[Start of Attachment]

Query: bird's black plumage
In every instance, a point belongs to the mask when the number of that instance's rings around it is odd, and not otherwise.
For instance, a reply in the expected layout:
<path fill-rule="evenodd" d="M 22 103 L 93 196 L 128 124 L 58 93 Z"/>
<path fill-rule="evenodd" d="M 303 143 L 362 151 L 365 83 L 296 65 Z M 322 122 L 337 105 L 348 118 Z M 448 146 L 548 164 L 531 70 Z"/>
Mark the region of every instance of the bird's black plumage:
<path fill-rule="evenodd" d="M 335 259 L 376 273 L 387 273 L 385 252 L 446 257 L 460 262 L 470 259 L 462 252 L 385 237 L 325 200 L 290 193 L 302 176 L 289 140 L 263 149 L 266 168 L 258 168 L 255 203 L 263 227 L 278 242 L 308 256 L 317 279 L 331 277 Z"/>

[End of Attachment]

Work request:
Each line of the listing is to be repeated exactly.

Solution to this problem:
Query: bird's black plumage
In every instance, a point belongs to the mask when the number of that instance's rings around it is odd, and not otherwise.
For instance, a reply in the expected layout:
<path fill-rule="evenodd" d="M 22 103 L 93 196 L 128 124 L 58 93 Z"/>
<path fill-rule="evenodd" d="M 303 143 L 362 151 L 365 83 L 296 65 Z M 322 122 L 337 105 L 348 118 Z M 448 146 L 548 164 L 531 70 Z"/>
Mark the region of every instance of the bird's black plumage:
<path fill-rule="evenodd" d="M 335 259 L 376 273 L 387 273 L 385 252 L 446 257 L 460 262 L 470 259 L 462 252 L 385 237 L 325 200 L 290 193 L 302 176 L 289 140 L 263 149 L 266 168 L 258 168 L 255 203 L 263 227 L 278 242 L 308 256 L 317 279 L 331 277 Z"/>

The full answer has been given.